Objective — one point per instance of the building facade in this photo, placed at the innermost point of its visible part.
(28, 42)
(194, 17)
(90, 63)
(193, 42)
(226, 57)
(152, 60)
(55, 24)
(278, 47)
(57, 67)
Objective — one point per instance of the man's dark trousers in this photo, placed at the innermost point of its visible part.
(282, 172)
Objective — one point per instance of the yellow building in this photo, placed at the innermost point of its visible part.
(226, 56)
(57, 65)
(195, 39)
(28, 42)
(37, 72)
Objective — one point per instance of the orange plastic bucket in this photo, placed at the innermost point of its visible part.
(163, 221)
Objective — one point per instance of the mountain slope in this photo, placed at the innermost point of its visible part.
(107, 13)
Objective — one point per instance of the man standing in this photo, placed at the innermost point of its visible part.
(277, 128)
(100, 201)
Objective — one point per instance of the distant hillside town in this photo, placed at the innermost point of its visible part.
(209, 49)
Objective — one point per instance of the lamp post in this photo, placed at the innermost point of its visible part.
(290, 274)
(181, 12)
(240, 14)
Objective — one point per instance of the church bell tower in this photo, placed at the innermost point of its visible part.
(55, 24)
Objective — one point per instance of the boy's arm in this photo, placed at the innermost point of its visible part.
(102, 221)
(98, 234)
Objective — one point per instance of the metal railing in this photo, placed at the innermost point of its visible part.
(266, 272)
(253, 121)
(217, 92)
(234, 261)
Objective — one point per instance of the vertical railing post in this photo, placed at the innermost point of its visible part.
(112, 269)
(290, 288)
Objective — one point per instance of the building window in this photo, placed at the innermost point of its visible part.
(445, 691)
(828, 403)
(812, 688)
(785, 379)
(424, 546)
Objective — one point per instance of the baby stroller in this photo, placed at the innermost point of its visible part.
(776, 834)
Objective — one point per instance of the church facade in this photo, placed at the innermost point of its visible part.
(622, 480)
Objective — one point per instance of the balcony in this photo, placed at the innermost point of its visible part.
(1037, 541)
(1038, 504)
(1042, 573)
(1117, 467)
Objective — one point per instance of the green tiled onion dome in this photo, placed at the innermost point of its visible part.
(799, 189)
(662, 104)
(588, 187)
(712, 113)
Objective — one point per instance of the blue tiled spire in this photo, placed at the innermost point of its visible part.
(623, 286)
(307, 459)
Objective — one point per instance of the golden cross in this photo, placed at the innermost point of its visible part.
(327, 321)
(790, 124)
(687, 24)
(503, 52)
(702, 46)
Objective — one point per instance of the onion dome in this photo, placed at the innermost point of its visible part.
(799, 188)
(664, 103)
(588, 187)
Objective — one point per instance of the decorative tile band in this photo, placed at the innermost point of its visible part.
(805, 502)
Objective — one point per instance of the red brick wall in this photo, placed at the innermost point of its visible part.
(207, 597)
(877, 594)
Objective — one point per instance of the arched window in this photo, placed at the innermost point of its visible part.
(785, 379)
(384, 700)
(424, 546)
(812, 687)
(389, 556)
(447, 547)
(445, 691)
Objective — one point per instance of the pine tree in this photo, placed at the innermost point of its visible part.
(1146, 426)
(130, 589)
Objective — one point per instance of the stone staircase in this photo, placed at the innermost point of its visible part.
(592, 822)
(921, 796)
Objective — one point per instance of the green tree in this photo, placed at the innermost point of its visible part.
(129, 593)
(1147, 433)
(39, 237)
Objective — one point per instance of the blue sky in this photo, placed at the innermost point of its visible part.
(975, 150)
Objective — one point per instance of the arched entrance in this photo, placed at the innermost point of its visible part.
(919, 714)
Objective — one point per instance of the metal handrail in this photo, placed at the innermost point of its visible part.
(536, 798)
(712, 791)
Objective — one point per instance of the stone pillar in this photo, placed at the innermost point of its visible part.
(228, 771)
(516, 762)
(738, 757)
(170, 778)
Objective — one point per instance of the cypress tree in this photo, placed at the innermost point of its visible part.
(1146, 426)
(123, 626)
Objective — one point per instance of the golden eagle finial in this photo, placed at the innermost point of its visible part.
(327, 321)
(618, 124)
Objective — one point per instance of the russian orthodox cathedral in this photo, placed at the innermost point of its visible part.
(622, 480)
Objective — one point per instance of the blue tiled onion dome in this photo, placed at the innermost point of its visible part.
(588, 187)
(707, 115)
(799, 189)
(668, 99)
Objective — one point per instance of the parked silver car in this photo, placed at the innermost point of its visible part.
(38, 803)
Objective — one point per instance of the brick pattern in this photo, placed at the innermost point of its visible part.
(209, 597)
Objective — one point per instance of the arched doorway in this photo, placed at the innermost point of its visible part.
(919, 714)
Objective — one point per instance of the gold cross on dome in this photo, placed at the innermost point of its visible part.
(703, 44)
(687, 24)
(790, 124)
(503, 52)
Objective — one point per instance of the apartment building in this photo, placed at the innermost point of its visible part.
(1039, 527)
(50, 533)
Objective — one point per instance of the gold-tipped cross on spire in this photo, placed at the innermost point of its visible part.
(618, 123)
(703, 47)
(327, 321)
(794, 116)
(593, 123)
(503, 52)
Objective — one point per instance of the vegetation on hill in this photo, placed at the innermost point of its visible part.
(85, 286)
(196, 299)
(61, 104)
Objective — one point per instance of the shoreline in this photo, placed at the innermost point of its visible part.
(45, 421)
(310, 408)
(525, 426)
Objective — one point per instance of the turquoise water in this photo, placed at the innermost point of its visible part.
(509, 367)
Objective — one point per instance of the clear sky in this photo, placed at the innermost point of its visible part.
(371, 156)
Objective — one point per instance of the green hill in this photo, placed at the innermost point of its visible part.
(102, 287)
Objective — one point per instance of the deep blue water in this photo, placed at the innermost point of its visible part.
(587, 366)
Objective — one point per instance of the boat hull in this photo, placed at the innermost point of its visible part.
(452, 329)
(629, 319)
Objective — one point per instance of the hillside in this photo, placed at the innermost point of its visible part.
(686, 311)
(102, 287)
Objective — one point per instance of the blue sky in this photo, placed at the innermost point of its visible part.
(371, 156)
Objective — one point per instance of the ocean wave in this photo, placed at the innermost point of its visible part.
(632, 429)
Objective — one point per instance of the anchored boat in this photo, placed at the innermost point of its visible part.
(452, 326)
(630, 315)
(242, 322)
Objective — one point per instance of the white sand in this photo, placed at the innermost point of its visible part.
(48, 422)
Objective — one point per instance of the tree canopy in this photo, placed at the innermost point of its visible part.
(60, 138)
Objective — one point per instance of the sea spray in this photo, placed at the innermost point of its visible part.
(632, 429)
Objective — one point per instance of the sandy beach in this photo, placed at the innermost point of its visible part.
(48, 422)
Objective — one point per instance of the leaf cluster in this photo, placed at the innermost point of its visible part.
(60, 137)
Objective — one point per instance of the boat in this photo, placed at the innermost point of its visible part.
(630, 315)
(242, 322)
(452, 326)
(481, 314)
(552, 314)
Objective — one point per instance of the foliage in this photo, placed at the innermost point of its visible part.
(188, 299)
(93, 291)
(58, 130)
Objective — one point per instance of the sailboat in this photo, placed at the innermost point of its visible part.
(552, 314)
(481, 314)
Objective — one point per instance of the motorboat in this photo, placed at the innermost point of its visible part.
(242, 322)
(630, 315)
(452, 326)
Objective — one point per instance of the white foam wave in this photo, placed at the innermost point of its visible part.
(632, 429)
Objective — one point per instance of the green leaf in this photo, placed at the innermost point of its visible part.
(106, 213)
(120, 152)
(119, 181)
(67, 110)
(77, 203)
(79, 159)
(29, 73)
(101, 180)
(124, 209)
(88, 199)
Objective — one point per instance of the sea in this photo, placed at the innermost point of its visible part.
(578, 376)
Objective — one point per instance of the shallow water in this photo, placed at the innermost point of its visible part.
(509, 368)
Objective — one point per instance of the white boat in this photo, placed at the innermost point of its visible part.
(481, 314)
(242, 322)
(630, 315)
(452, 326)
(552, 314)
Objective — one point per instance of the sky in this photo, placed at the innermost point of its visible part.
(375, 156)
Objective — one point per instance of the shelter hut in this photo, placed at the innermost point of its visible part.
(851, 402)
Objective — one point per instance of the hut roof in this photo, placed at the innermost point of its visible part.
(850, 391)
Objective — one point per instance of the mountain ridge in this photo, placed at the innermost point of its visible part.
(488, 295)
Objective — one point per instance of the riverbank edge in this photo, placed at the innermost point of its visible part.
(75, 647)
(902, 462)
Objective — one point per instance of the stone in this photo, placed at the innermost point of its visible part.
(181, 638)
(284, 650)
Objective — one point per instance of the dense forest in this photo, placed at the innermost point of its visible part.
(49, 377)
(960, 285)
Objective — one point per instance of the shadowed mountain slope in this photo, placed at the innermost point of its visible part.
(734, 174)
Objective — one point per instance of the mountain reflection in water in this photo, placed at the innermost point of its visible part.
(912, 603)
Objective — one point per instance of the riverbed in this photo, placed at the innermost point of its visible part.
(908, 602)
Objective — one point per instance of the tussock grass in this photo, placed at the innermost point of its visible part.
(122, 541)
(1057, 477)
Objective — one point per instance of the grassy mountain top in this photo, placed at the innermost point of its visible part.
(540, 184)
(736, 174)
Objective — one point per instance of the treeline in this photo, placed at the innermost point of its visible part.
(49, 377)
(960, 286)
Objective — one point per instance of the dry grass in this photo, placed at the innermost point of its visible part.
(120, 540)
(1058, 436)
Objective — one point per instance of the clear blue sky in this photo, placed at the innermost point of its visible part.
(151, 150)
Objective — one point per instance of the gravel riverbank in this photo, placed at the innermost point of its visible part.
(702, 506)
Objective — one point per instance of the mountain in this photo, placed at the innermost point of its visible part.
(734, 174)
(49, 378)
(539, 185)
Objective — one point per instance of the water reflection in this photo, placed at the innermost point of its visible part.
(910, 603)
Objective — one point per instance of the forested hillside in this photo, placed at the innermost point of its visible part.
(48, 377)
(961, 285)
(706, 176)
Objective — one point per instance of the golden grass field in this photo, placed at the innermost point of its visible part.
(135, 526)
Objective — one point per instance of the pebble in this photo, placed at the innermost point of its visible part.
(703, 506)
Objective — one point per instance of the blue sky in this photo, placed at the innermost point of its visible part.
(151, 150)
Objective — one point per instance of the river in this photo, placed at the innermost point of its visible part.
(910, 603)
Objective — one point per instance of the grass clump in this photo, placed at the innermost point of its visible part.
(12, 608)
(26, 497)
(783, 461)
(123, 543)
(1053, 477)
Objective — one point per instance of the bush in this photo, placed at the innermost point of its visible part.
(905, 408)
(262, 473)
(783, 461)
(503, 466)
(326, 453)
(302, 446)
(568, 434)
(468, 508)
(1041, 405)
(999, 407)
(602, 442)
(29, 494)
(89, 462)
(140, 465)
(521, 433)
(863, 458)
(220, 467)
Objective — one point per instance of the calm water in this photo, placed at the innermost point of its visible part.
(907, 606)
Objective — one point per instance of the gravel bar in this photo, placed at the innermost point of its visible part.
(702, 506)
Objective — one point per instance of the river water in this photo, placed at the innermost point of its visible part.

- _What the task requires_:
Please write out only the lines from the one containing "Objective — one point per instance of the river in" to the end of the records above, exactly, both ends included.

- _Answer space_:
Objective — one point per instance of the river in this photo, placed at the innermost point of its visible part.
(910, 603)
Objective — one point per instance of the grass clump in this photo, placed at the innermost point of its visible part.
(12, 608)
(26, 497)
(783, 461)
(123, 543)
(1053, 477)
Objective — one point per instance of the bush in this photo, placed at the innermost point of its visible part.
(905, 408)
(262, 473)
(783, 461)
(503, 466)
(326, 453)
(302, 446)
(568, 434)
(468, 508)
(1041, 405)
(999, 407)
(602, 442)
(29, 494)
(89, 462)
(140, 465)
(521, 433)
(863, 458)
(220, 467)
Objective — one point per instance of the calm water in this photo, placed at the innermost point of its visible part.
(907, 606)
Objective — one point per instance of the gravel bar in this photo, placed at the innermost point of its visible part.
(702, 506)
Objective — one point per instance of the river water in this photo, placed at the innermost point of its visible part.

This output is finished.